Task input:
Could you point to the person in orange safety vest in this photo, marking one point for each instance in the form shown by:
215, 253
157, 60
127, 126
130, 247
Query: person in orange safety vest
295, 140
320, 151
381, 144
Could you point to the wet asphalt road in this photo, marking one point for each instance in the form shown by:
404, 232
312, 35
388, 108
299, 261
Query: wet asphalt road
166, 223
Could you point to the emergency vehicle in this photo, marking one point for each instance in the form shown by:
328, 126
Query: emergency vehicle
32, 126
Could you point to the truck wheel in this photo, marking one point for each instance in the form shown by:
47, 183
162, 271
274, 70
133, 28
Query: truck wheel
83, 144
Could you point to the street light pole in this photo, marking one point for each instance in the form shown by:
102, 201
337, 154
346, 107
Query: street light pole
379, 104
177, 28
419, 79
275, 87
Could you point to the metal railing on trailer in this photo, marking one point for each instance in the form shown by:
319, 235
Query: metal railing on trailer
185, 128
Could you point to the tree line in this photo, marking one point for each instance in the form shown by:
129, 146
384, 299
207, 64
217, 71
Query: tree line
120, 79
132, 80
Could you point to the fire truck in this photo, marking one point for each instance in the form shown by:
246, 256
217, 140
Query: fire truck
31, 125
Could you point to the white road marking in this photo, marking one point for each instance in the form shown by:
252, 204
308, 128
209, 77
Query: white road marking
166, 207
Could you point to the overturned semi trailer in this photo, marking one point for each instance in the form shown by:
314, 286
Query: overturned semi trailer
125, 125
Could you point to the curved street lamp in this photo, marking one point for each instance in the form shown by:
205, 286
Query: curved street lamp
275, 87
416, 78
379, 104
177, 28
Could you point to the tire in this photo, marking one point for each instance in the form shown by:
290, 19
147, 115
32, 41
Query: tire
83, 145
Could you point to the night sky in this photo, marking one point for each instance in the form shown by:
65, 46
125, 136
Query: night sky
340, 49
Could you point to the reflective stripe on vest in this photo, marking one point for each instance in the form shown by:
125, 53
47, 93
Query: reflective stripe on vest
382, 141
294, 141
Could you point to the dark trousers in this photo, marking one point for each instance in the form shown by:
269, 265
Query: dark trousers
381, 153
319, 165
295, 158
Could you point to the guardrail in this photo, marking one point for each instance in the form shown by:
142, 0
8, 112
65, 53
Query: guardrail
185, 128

Your goal:
The full listing above needs to be transcribed exactly.

Answer space:
Could you point to the person in orange safety vest in this photo, marking one point for each instance in the form shown by:
215, 253
157, 60
127, 126
130, 247
Query: person in orange safety vest
295, 140
320, 151
381, 144
Could you point to the wet asphalt road in this photo, marking one point for each instance in the form shown by:
404, 232
312, 35
388, 108
299, 261
Query: wet asphalt road
166, 223
Could you point to the emergency vehicle in this photo, marking one point for each instance in the form shown by:
328, 126
Query: emergency vehicle
32, 126
Could you point to the truck wheel in this photo, marking one point for each instance in the form shown by:
47, 183
162, 271
274, 70
133, 28
Query: truck wheel
83, 144
Could you point to the street light pole in this photo, marking one point for each instance in the form shown by:
102, 201
337, 154
346, 107
Query: street light pole
379, 104
177, 28
419, 79
275, 87
Could you point to the metal railing on trailer in this photo, marking one point for each instance in the form shown by:
319, 235
Query: metal railing on trailer
185, 128
Could you point to the tree line in this photo, marking one point for each instance in the form shown by:
129, 146
384, 299
207, 64
217, 71
Query: tree line
120, 79
132, 80
Could you point to the fire truck in this photo, marking one point for each instance in the form shown by:
246, 256
217, 140
Query: fire truck
31, 125
Could you point to the white road marking in this photo, marking one point for each instance in the form shown by:
252, 204
308, 128
209, 77
Query: white road marking
166, 207
Could you point to the overturned semi trailer in this photo, marking one point for each instance in the form shown by:
314, 286
Query: overturned semi trailer
125, 125
Could you point to the curved street lamp in this photo, marking one point for each instance in the form shown by:
205, 286
Query: curved street lamp
275, 87
416, 78
379, 104
177, 28
Could you point to the tire in this photo, marking one point for each instance in the form shown by:
290, 19
147, 115
32, 41
Query: tire
83, 145
Could you point to the night sky in this photo, marking one point for each instance in the form shown by:
65, 46
125, 136
Query: night sky
340, 49
Could you point to the reflective stripe on vest in this photo, marking one point for each instance in the form shown by:
125, 53
47, 93
Query: reflective stripe on vest
382, 141
294, 141
Could you point to the dark trousers in this photo, marking one point for each instance in the form shown by:
269, 265
Query: dark trousers
381, 153
319, 165
295, 158
Could you point to the guardrail in this photo, marking one point for each instance in the form shown by:
142, 0
8, 112
65, 53
Query: guardrail
185, 128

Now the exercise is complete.